- Brief
The whole listing below should be duplicated exactly, with nothing left out.

- Record excerpts

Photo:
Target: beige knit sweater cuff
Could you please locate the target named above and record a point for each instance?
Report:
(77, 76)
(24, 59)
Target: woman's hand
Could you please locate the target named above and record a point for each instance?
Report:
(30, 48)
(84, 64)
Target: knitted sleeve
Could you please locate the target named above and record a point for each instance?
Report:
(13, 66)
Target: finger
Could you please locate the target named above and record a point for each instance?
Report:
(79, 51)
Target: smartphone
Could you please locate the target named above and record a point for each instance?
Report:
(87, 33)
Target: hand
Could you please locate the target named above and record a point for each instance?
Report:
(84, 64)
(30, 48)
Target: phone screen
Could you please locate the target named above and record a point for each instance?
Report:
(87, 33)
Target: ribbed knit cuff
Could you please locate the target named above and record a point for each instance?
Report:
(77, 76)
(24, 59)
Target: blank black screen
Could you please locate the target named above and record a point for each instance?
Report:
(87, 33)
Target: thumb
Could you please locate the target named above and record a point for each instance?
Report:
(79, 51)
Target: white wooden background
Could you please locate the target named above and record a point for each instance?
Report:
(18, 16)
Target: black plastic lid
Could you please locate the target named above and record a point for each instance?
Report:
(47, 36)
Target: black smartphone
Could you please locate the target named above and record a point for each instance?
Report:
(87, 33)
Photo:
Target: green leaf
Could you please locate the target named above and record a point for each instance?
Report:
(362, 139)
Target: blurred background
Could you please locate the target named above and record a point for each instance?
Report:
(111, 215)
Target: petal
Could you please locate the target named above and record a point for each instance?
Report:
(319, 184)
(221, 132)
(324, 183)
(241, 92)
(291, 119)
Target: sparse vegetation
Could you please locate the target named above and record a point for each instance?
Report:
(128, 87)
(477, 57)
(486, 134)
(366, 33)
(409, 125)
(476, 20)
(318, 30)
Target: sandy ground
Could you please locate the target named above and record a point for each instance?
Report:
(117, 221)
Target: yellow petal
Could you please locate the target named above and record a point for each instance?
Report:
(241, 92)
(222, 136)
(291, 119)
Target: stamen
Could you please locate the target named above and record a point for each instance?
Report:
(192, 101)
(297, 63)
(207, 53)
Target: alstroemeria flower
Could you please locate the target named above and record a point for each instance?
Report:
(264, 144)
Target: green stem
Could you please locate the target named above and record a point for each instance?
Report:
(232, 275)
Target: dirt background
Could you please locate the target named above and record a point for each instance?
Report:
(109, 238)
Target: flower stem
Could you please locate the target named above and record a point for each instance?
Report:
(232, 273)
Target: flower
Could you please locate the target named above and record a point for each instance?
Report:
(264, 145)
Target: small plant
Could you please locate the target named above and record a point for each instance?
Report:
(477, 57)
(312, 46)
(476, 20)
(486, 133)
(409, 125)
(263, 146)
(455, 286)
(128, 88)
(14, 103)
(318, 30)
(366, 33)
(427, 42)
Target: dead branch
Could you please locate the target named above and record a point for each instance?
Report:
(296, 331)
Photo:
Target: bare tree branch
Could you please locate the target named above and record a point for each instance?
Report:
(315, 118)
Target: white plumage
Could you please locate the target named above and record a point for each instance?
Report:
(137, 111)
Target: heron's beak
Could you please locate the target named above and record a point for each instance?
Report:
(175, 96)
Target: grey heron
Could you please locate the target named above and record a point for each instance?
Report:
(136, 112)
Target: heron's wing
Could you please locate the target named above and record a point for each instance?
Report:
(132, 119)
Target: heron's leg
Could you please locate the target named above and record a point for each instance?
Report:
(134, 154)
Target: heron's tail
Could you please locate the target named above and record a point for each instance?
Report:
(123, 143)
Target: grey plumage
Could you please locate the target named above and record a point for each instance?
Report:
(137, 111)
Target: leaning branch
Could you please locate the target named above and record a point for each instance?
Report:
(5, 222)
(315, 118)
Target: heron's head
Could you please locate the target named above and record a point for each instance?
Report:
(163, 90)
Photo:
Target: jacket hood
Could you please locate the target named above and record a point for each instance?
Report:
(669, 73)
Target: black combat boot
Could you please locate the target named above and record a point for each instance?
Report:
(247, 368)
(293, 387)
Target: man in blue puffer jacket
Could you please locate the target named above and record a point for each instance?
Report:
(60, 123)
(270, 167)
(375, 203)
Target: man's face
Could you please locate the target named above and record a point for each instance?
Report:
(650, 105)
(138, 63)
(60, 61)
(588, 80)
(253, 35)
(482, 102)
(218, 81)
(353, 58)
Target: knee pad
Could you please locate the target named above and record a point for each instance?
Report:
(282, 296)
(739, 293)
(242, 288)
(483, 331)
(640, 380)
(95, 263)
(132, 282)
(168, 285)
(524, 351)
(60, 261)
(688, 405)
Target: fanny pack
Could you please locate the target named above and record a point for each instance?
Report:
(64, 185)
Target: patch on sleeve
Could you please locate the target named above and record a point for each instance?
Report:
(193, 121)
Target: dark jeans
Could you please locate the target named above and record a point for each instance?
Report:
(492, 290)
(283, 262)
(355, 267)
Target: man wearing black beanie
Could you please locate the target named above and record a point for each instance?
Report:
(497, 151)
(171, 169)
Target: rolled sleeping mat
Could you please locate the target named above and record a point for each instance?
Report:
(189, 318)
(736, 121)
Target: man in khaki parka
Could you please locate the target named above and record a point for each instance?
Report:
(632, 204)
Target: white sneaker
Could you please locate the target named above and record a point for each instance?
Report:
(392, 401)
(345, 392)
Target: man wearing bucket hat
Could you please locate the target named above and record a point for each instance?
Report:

- Response to this exercise
Photo:
Target: beige knit sweater cuff
Could you please locate the target named above and record a point for each instance?
Report:
(77, 76)
(24, 59)
Target: woman's hand
Could you please locate the target named above and record a point for each instance?
Report:
(30, 48)
(84, 64)
Target: knitted sleeve
Could you please locate the target named above and record a point for each instance?
Report:
(13, 66)
Target: finger
Could you please locate the target named above and record a point for each instance?
Report:
(79, 51)
Target: smartphone
Could you please locate the target named above and record a point for each instance?
Report:
(87, 33)
Target: hand
Could you please locate the target named above and record a point for each instance?
Report:
(84, 64)
(30, 48)
Target: phone screen
Could you please locate the target named above and record a point for each instance?
Report:
(87, 33)
Target: ribbed knit cuff
Could you please locate the target named above and record a point for each instance?
Report:
(77, 76)
(24, 59)
Target: blank black screen
Could you please locate the target named above and record a point for each instance?
Report:
(87, 33)
Target: thumb
Could you please locate the target named above and record a point for each instance?
Report:
(79, 51)
Target: white wooden background
Could you please locate the target named above and record a point for each instance?
Report:
(18, 16)
Target: black plastic lid
Could you please locate the target named above and record a point for each instance?
Report:
(47, 36)
Target: black smartphone
Could you please locate the target named above and record a point for each instance?
Report:
(87, 33)
Photo:
Target: green leaf
Could you please locate the target named above and record a point for each instance?
Report:
(362, 139)
Target: blurred background
Could you please locate the target named above and record a point for each instance?
Report:
(111, 215)
Target: petal
Could you please locate the target named above and record a point for each instance?
Report:
(319, 184)
(221, 132)
(324, 183)
(241, 92)
(291, 119)
Target: sparse vegetation
Could you please locate the target named above and record a point for each instance?
Report:
(128, 87)
(477, 57)
(486, 134)
(366, 33)
(409, 125)
(476, 20)
(318, 30)
Target: sandy ground
Could you please locate the target named above and record a point for each instance?
Report:
(117, 221)
Target: yellow petal
Could you please locate the target named above and record a point for each instance?
Report:
(241, 92)
(222, 136)
(291, 119)
Target: stamen
Could you please locate the target named above and record a point for each instance?
Report:
(192, 101)
(297, 63)
(207, 53)
Target: alstroemeria flower
Could you please locate the target named above and record a point for each instance?
Report:
(264, 144)
Target: green stem
Could you please locate the target named above and record a point for each instance?
Report:
(232, 275)
Target: dirt background
Could you please locate the target named above and record a point for each instance?
Report:
(109, 238)
Target: flower stem
Could you please locate the target named above and record a point for each instance?
Report:
(232, 273)
Target: flower
Could you please locate the target named above and record a point for each instance?
Report:
(264, 145)
Target: small plant
Could you please locate the target named above and record a point for each instance?
Report:
(477, 57)
(312, 46)
(476, 20)
(486, 133)
(409, 125)
(263, 146)
(455, 286)
(128, 88)
(14, 103)
(318, 30)
(366, 33)
(427, 42)
Target: dead branch
Could you please locate the target named above and record a point for each instance?
Report:
(296, 331)
Photo:
Target: bare tree branch
Could you please locate the target named above and record a point for each instance?
Report:
(315, 118)
Target: white plumage
Could you please locate the target named above and record a point for each instance?
Report:
(137, 111)
Target: heron's beak
Could you please locate the target named above and record a point for each instance?
Report:
(175, 96)
Target: grey heron
Could you please locate the target named above and record a point for each instance?
Report:
(136, 112)
Target: heron's wing
Could you please locate the target named above and record a point for each instance?
Report:
(132, 119)
Target: heron's leg
Could you please locate the target named above and record a point for each instance?
Report:
(134, 154)
Target: heron's tail
Could you please locate the target named above and record a point for each instance?
Report:
(123, 143)
Target: grey plumage
Could you please locate the target named above and record a point for each instance?
Report:
(137, 111)
Target: leaning branch
Could you please locate the target named above and record a point for each instance?
Report:
(5, 222)
(315, 118)
Target: heron's head
Could you please locate the target named above and record a point for each instance?
Report:
(163, 90)
Photo:
Target: jacket hood
Could you please locate the target named above and record a point for each instance?
Report:
(669, 73)
Target: black combat boot
Could you please locate the target named above and record a point for each instance?
Report:
(247, 368)
(293, 387)
Target: man in blue puffer jacket
Could you please locate the target named above and record a point for each instance?
Report:
(60, 123)
(270, 167)
(375, 203)
Target: man's face
Could you please locate the target named above and record a point for each instance?
Report:
(650, 105)
(138, 63)
(60, 61)
(588, 80)
(253, 35)
(482, 102)
(218, 81)
(353, 58)
Target: knee pad
Could you please locate the target named above and record a point for each instance?
Report:
(282, 296)
(739, 293)
(242, 288)
(483, 331)
(640, 380)
(95, 263)
(132, 282)
(168, 285)
(524, 351)
(60, 261)
(688, 405)
Target: fanny pack
Could you please locate the target named above and record a point for each instance?
Report:
(64, 185)
Target: patch on sleeve
Could you please locate the target named above and record a point for each instance?
Report:
(193, 121)
Target: dark jeans
Could you please locate the target named above and record a point for each instance?
Report:
(492, 290)
(283, 262)
(355, 267)
Target: man wearing black beanie
Could you please locate the target named above and record a point for each instance?
Report:
(497, 151)
(171, 169)
Target: rolled sleeping mat
Could you please locate the target named above and record a point for each instance?
Report:
(189, 318)
(736, 121)
Target: man in khaki parka
Could you please locate the target named above and record a point for each instance?
Report:
(632, 204)
Target: white sneaker
Could you please locate the target named above and record a point for each instance?
Report:
(392, 401)
(345, 392)
Target: man wearing bucket hat
Could you please locate the target named above and record a point for each instance?
Report:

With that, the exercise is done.